Data provided:
┏━━
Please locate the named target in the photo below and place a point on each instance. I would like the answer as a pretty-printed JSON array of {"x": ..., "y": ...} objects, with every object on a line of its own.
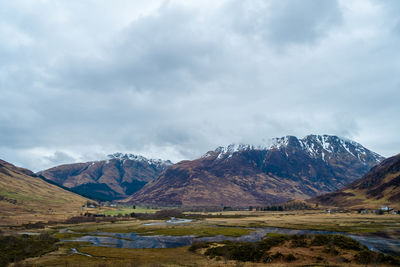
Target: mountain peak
[
  {"x": 127, "y": 156},
  {"x": 316, "y": 146}
]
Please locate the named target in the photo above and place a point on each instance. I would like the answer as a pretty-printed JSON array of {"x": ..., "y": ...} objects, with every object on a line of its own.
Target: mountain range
[
  {"x": 380, "y": 186},
  {"x": 25, "y": 198},
  {"x": 238, "y": 175},
  {"x": 116, "y": 177}
]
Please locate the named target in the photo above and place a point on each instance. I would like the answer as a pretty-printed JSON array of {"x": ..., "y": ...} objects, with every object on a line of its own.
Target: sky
[{"x": 80, "y": 79}]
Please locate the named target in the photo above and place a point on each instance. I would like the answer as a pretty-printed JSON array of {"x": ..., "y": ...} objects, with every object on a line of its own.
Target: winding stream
[{"x": 134, "y": 240}]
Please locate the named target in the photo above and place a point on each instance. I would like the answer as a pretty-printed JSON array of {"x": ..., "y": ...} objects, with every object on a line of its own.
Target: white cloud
[{"x": 173, "y": 79}]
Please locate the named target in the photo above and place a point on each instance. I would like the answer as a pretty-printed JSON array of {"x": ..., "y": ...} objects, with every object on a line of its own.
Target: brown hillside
[
  {"x": 24, "y": 198},
  {"x": 244, "y": 175},
  {"x": 380, "y": 186}
]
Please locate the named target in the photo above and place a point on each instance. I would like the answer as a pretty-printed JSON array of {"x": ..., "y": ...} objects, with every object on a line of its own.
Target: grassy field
[
  {"x": 340, "y": 222},
  {"x": 200, "y": 228},
  {"x": 123, "y": 210},
  {"x": 27, "y": 199}
]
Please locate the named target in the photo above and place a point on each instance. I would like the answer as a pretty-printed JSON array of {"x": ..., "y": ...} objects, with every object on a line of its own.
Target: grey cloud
[
  {"x": 59, "y": 158},
  {"x": 181, "y": 80},
  {"x": 286, "y": 22}
]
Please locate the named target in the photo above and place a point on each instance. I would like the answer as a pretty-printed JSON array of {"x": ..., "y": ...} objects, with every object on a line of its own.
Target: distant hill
[
  {"x": 380, "y": 186},
  {"x": 117, "y": 177},
  {"x": 25, "y": 198},
  {"x": 240, "y": 175}
]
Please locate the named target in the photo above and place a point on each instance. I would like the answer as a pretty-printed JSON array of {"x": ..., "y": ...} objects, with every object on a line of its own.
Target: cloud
[
  {"x": 283, "y": 23},
  {"x": 174, "y": 79}
]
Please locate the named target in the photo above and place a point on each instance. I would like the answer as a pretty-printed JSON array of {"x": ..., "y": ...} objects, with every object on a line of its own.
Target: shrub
[
  {"x": 197, "y": 245},
  {"x": 290, "y": 258},
  {"x": 16, "y": 248}
]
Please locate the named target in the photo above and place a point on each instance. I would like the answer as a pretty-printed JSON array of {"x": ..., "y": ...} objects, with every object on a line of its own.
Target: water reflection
[{"x": 132, "y": 240}]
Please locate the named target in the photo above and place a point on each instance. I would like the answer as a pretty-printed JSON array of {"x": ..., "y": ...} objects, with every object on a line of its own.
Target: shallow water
[{"x": 133, "y": 240}]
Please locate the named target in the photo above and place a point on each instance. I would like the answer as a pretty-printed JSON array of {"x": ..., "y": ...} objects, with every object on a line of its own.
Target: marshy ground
[{"x": 222, "y": 223}]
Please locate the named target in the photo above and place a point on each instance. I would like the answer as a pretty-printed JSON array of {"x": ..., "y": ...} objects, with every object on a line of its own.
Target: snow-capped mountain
[
  {"x": 316, "y": 146},
  {"x": 118, "y": 176},
  {"x": 123, "y": 157},
  {"x": 240, "y": 175}
]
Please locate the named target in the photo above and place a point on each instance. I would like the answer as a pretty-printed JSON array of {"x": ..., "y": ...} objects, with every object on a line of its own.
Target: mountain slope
[
  {"x": 24, "y": 198},
  {"x": 247, "y": 175},
  {"x": 380, "y": 186},
  {"x": 117, "y": 177}
]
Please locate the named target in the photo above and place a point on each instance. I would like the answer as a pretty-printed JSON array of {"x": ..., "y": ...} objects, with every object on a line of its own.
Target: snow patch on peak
[
  {"x": 317, "y": 146},
  {"x": 123, "y": 157}
]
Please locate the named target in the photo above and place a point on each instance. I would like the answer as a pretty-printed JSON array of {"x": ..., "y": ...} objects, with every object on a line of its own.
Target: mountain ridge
[
  {"x": 115, "y": 177},
  {"x": 380, "y": 186},
  {"x": 25, "y": 198},
  {"x": 248, "y": 175}
]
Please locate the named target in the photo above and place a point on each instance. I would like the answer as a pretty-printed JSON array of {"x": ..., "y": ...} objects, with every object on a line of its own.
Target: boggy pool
[{"x": 133, "y": 240}]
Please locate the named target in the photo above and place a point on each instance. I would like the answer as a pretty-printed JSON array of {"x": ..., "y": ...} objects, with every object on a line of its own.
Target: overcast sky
[{"x": 174, "y": 79}]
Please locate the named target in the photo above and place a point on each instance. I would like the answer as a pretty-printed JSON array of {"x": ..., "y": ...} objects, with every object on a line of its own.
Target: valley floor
[{"x": 226, "y": 223}]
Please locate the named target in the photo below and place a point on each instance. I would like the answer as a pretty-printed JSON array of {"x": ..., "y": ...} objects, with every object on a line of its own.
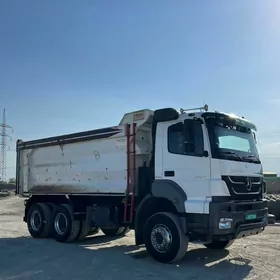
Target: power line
[{"x": 4, "y": 147}]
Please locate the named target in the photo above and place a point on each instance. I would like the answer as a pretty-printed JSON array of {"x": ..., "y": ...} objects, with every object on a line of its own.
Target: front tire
[
  {"x": 39, "y": 220},
  {"x": 164, "y": 238},
  {"x": 66, "y": 228},
  {"x": 219, "y": 245}
]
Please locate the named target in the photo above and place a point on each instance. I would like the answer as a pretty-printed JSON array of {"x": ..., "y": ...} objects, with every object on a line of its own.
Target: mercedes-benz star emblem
[{"x": 248, "y": 184}]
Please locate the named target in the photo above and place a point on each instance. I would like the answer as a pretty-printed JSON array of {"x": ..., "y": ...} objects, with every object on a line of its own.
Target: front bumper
[{"x": 237, "y": 213}]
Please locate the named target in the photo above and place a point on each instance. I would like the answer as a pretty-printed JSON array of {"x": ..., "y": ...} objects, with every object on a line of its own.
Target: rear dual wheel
[
  {"x": 66, "y": 228},
  {"x": 39, "y": 220}
]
┗━━
Work required:
The data shown above must be printed again exactly, with no images included.

Written answer:
Please locate the named target in the photo below and place a point on each instance. I would like the answer as a pretty-printed JSON array of {"x": ..., "y": ...} objects, with every object on a line of its own.
Target: mountain peak
[
  {"x": 127, "y": 156},
  {"x": 316, "y": 146}
]
Please locate the named target in the photo above and place a point on each instance. I would like the answer as a pretty-printed JSON array of {"x": ..., "y": ...} objects, with every object on a line of its own.
Target: mountain range
[
  {"x": 380, "y": 186},
  {"x": 25, "y": 198},
  {"x": 238, "y": 175},
  {"x": 116, "y": 177}
]
Please locate the named target in the photo above and place a point on each instance. I would like the answer as a pretty-printed JSON array of {"x": ..., "y": ...} objects, with every object on a line of its own.
Target: sky
[{"x": 80, "y": 79}]
Please locate the named target in the photo above and place a point on each instance. I would like the answer as a pretty-printed JSON array of {"x": ..., "y": ...} objects, with every object on a line of its own.
Target: winding stream
[{"x": 134, "y": 240}]
Please locate the named target in the photo above and place a point on each instance. I would like the answer as a pretty-printed JSON array of {"x": ..., "y": ...} objects, with every object on a line of its own.
Target: white cloud
[{"x": 173, "y": 79}]
Please locate the named target in the photo above and place a point on each instance. I would like the answer as a pretty-printed JSON array of {"x": ..., "y": ...} objects, with every object on a line of its own.
Target: brown hillside
[
  {"x": 24, "y": 198},
  {"x": 244, "y": 175},
  {"x": 380, "y": 186}
]
Please locate the named target in the photo above and place a point on each instance. I would like the answer as a pretty-printed JSON array of {"x": ..., "y": ...} objects, with every object on a line of its own.
Target: grassy field
[
  {"x": 340, "y": 222},
  {"x": 200, "y": 228},
  {"x": 123, "y": 210},
  {"x": 27, "y": 199}
]
Please locate the named target in the photo above and place a point on each instance. I would like the answer as a pretty-printed JSON array of {"x": ..., "y": ...} objects, with every object on a line of its own.
Target: grey cloud
[
  {"x": 59, "y": 158},
  {"x": 181, "y": 80},
  {"x": 286, "y": 22}
]
Please locate the named target in the photo above and place a point on each instance. I would like the answer as a pretty-printed JSON array of {"x": ..., "y": ...} objects, with every object on a line of its own.
Target: distant hill
[
  {"x": 380, "y": 186},
  {"x": 117, "y": 177},
  {"x": 25, "y": 198},
  {"x": 240, "y": 175}
]
Please locate the named target in the photo above and place a point on each instance. I would like the answer as a pretty-printed JSON array of {"x": ..., "y": ...} objects, with every object on a line of its own.
Target: cloud
[
  {"x": 283, "y": 23},
  {"x": 174, "y": 79}
]
Please locate the named target in the photo above and place a point on each instance. I would like the answer as a pretty-printed JSON array of {"x": ..., "y": ...} objects, with every object on a line of its own.
Target: shrub
[
  {"x": 197, "y": 245},
  {"x": 290, "y": 258},
  {"x": 16, "y": 248}
]
Please locate the named target in the photo above and place a point on each instance. I would like the answer as a pretty-printed JSON array of {"x": ..., "y": ...} objects, with every object on a line of its own.
Target: water reflection
[{"x": 132, "y": 240}]
Please locate the named target in the photo above and place a point on each instance. I would like the answer as a pretty-printed JSON array of {"x": ..., "y": ...} objects, with every object on a line of its own.
Target: shallow water
[{"x": 133, "y": 240}]
Please locate the named target in the photo above and place a point on each instance. I would like the answer as a pretty-printed JSON array of {"x": ..., "y": ...} objects, with every object on a line of its own.
Target: marshy ground
[{"x": 222, "y": 223}]
Please locate the named target in the photo above and place a point on each instance. I would like the answer as a pretty-printed JSON array of {"x": ..., "y": ...} objects, with every object on a line of its own.
Target: snow-capped mountain
[
  {"x": 316, "y": 146},
  {"x": 118, "y": 176},
  {"x": 123, "y": 157},
  {"x": 240, "y": 175}
]
Please locate the named target in the photo above and place a point on each instance. I would like the answer as a pretty-printed JSON array of {"x": ..., "y": ...} objects, with every object on a line of its own.
Target: mountain slope
[
  {"x": 24, "y": 198},
  {"x": 247, "y": 175},
  {"x": 380, "y": 186},
  {"x": 117, "y": 177}
]
Please locate the named target in the photo above and place a point on each instance. I would like the answer as a pretty-printed JSON array of {"x": ..., "y": ...} objects, with every object on a line of its own.
Target: snow patch on peak
[
  {"x": 317, "y": 146},
  {"x": 123, "y": 157}
]
Please locate the named target in the photo above and place a point on each instance. I would like the answer as a pretty-printed JSON array of {"x": ..., "y": ...} objects, with every object on a line of its own.
Target: mountain ridge
[
  {"x": 115, "y": 177},
  {"x": 380, "y": 186},
  {"x": 25, "y": 198},
  {"x": 248, "y": 175}
]
Please locate the named target in the photo above and place a point on each instance. I would like the answer as a pretty-printed JSON array of {"x": ..., "y": ...} objects, with every object on a line of its own.
Target: boggy pool
[{"x": 133, "y": 240}]
Please locate the named target in the photo above and place a point on each instance. I would like the answer as a pretty-printed JSON array of {"x": ..., "y": ...} objects, with every object on a line of its own.
Target: overcast sky
[{"x": 174, "y": 79}]
Please locate the named target in the photo above and place a point on each instance. I would like the answer as a pretty-printed JSON array of {"x": ..., "y": ...} objects, with every object on a line of its own.
Target: valley floor
[{"x": 226, "y": 223}]
Please locate the named target in the photo below and place a point on each instance. I would like the answer as a pretty-printed JSON array of {"x": ..., "y": ...} objects, with every object on a line of its own.
Target: power line
[{"x": 4, "y": 147}]
Please locate the named target in the photo above and place a point on each instance. I would like the answer as a pretty-printed JSON array of {"x": ..., "y": ...} objects, with every object on a line of its own.
Target: front tire
[
  {"x": 39, "y": 220},
  {"x": 164, "y": 238},
  {"x": 66, "y": 228},
  {"x": 219, "y": 245}
]
Please locate the named target in the photo above and place a point on each instance. I would like the answer as a pretty-printed JSON array of {"x": ..., "y": ...} objects, with every object on a line of its own.
Target: mercedes-benz star emblem
[{"x": 248, "y": 184}]
Please locate the named target in the photo above and place a point on each instance. I would like the answer as a pretty-printed JSON array of {"x": ..., "y": ...} objects, with every object on a line of its own.
Target: front bumper
[{"x": 237, "y": 213}]
Please locate the named target in the photo above and place a point on each instance. I would like the answer as a pretty-printed JSON array of {"x": ..., "y": ...} objects, with every object on a line of its own.
Target: rear dual wheel
[
  {"x": 66, "y": 228},
  {"x": 39, "y": 220}
]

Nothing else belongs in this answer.